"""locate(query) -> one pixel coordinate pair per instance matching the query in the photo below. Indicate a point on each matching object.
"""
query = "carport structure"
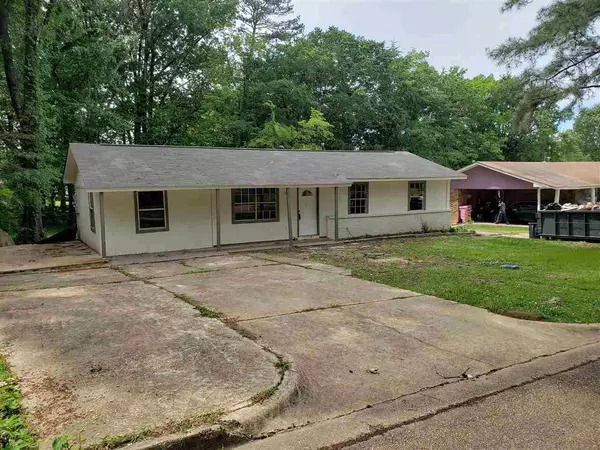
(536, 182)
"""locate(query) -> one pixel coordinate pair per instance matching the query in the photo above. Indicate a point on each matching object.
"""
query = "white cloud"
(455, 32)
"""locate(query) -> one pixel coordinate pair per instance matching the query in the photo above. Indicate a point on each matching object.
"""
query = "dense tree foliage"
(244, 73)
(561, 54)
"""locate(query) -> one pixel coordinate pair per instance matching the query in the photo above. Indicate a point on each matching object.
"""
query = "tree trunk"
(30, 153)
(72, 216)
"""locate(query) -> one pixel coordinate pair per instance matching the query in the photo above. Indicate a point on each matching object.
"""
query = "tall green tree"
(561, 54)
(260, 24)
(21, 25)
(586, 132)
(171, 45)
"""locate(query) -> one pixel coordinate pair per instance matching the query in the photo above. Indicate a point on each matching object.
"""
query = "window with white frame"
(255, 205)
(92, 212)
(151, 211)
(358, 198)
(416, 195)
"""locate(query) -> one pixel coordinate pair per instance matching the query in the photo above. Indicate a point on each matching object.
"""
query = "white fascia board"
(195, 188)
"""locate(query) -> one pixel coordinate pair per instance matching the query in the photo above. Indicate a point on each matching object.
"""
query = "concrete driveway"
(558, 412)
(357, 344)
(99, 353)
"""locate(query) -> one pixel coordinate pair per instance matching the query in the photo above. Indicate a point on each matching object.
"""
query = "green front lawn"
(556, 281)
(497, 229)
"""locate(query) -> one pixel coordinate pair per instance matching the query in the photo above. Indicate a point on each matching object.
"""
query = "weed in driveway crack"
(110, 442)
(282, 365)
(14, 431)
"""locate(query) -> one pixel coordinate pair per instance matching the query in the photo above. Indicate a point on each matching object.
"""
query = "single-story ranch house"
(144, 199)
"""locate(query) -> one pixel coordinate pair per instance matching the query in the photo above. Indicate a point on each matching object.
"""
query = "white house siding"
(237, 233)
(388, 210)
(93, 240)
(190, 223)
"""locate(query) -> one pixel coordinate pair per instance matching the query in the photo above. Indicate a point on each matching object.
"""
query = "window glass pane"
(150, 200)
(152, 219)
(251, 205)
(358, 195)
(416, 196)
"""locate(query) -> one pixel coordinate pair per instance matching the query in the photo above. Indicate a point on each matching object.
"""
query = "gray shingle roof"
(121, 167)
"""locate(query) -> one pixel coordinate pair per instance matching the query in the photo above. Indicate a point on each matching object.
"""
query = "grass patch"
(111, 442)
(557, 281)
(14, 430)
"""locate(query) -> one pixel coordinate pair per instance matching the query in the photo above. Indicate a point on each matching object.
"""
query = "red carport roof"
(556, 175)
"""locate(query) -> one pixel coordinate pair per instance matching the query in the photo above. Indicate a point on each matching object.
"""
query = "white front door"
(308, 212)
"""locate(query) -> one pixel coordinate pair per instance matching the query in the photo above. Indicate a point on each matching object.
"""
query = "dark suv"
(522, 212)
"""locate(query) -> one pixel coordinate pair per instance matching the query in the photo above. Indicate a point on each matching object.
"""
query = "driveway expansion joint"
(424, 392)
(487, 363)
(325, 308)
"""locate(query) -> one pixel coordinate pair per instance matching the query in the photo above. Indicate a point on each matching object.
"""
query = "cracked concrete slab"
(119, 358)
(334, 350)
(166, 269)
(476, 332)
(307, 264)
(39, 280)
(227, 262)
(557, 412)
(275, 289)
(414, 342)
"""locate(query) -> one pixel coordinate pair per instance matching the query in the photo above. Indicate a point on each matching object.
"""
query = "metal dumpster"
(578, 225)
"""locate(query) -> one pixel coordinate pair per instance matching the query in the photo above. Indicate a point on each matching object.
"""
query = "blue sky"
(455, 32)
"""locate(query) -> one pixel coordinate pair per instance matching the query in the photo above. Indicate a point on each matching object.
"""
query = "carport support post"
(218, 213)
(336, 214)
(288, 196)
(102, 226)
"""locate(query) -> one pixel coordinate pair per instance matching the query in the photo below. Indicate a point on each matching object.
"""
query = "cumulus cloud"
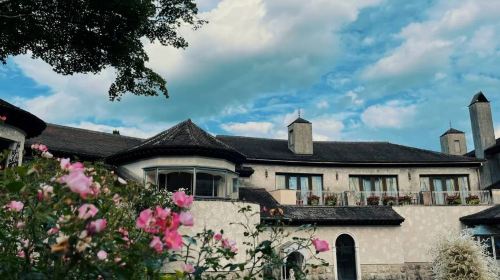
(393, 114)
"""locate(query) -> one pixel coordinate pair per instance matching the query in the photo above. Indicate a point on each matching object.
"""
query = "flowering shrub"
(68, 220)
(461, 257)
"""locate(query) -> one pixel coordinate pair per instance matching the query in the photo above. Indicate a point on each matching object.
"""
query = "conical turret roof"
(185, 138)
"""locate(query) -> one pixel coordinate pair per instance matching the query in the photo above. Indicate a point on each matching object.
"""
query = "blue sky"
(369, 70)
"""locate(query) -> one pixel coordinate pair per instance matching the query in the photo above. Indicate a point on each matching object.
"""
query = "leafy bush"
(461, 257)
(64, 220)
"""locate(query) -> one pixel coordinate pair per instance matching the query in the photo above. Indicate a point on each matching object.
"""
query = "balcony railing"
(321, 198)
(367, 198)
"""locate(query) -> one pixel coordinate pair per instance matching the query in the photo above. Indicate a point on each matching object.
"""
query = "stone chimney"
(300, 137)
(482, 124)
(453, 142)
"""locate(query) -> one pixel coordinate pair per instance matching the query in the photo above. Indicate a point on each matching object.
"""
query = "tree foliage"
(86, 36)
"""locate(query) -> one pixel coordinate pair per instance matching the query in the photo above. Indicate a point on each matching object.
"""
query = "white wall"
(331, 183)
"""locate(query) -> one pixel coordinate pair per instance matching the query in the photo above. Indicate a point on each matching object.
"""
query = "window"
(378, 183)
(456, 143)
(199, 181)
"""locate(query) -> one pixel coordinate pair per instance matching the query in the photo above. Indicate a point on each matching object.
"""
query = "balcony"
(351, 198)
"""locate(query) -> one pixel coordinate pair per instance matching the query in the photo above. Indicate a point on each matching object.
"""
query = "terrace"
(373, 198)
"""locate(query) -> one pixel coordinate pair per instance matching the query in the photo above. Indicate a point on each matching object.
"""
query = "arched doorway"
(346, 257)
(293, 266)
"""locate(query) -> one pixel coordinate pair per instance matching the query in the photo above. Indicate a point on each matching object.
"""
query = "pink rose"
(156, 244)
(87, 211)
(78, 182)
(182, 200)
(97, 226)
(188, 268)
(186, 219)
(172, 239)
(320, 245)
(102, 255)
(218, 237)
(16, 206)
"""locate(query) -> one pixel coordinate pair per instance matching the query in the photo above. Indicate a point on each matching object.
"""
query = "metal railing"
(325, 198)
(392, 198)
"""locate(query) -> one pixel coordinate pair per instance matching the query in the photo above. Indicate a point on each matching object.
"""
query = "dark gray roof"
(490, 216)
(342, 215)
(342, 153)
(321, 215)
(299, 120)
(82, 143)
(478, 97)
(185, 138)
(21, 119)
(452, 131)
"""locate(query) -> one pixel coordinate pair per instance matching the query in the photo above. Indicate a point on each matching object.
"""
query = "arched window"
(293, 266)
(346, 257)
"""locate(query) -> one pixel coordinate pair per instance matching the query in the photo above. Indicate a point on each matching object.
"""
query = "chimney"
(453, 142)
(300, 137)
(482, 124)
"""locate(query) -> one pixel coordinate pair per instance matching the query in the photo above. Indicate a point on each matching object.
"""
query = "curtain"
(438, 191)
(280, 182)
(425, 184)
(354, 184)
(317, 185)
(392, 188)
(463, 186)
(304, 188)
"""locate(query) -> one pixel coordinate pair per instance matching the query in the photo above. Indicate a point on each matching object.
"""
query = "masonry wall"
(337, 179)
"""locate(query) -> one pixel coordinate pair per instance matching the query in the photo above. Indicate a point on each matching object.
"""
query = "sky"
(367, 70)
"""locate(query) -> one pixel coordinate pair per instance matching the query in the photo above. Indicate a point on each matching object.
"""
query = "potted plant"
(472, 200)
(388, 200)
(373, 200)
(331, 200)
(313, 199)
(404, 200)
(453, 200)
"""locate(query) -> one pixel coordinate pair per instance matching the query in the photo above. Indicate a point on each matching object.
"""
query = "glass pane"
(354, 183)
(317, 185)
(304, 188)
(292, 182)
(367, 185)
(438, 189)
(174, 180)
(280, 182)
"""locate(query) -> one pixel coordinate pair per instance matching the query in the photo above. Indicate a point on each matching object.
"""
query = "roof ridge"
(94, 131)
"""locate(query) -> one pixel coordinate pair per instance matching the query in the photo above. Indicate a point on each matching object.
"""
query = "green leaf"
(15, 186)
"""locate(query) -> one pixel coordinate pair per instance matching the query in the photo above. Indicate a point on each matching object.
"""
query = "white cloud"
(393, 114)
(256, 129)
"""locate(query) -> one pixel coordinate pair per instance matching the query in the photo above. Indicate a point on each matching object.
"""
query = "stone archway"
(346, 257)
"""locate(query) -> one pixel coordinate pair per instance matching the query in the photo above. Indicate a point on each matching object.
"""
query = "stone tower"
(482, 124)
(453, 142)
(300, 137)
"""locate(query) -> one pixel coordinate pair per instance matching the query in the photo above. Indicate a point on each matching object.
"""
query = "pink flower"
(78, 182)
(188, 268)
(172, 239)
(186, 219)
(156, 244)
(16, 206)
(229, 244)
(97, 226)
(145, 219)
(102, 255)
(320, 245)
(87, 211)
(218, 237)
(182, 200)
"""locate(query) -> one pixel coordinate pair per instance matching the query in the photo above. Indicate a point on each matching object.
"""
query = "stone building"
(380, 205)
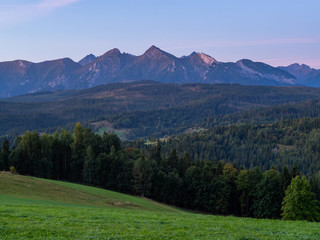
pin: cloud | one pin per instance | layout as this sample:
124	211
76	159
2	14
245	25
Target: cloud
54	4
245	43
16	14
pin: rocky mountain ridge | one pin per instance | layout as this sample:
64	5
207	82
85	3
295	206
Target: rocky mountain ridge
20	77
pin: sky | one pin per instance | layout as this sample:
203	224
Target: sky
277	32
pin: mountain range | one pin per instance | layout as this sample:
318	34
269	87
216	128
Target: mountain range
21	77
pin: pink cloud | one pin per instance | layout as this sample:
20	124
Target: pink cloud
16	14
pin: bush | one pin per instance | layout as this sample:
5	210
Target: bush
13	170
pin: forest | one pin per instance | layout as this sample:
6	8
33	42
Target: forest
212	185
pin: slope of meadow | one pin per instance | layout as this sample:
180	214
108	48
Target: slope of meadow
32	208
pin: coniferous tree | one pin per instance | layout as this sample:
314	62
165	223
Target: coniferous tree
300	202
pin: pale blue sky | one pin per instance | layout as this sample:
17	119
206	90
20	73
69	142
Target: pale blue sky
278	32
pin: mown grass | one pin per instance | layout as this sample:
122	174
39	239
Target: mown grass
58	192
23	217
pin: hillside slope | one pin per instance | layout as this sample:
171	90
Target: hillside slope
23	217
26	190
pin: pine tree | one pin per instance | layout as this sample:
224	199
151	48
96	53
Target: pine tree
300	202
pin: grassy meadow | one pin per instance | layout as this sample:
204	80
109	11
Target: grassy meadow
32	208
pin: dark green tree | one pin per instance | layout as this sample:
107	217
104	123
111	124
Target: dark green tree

━━━━━━━━━━━━━━━━

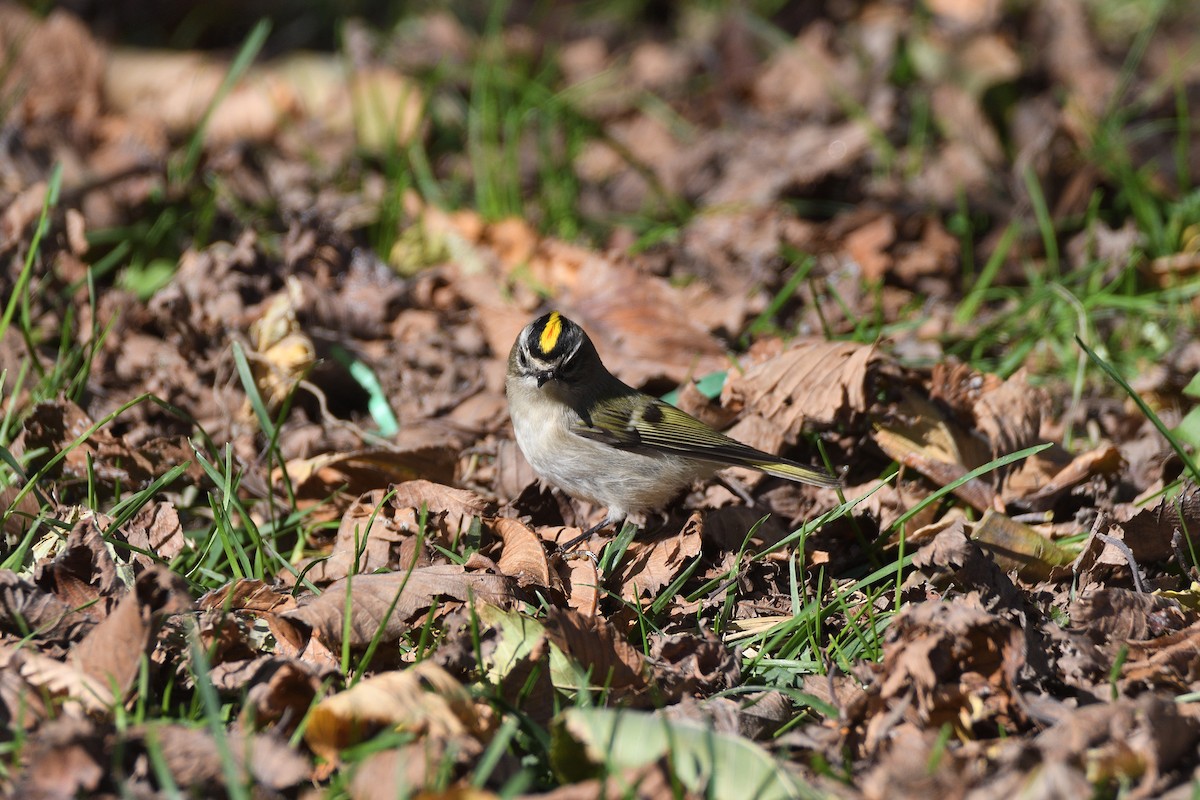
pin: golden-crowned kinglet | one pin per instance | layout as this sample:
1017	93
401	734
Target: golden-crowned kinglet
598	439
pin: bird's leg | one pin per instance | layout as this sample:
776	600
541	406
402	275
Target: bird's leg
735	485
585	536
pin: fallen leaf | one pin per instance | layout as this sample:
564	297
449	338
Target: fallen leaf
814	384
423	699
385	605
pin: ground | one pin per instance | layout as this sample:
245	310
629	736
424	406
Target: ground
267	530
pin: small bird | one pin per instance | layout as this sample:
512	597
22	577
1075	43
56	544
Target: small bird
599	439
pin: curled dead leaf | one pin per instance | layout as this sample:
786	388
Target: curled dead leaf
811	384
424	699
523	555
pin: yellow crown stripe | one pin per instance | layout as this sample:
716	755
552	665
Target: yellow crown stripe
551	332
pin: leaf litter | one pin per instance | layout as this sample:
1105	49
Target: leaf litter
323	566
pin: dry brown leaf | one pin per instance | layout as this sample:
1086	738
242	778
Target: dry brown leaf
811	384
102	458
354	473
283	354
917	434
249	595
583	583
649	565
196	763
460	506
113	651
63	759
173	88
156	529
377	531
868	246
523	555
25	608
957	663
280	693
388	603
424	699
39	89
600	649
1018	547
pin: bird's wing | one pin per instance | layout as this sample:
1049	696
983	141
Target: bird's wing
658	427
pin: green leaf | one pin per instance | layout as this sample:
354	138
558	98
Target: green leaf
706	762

━━━━━━━━━━━━━━━━

### REQUIRED ACTION
Quote the listing above, but only from the line that shows "pin: dark green" through the line that shows "Target: dark green tree".

### RESULT BELOW
pin: dark green tree | one pin per instance | layout as this sample:
107	217
104	123
111	124
Target: dark green tree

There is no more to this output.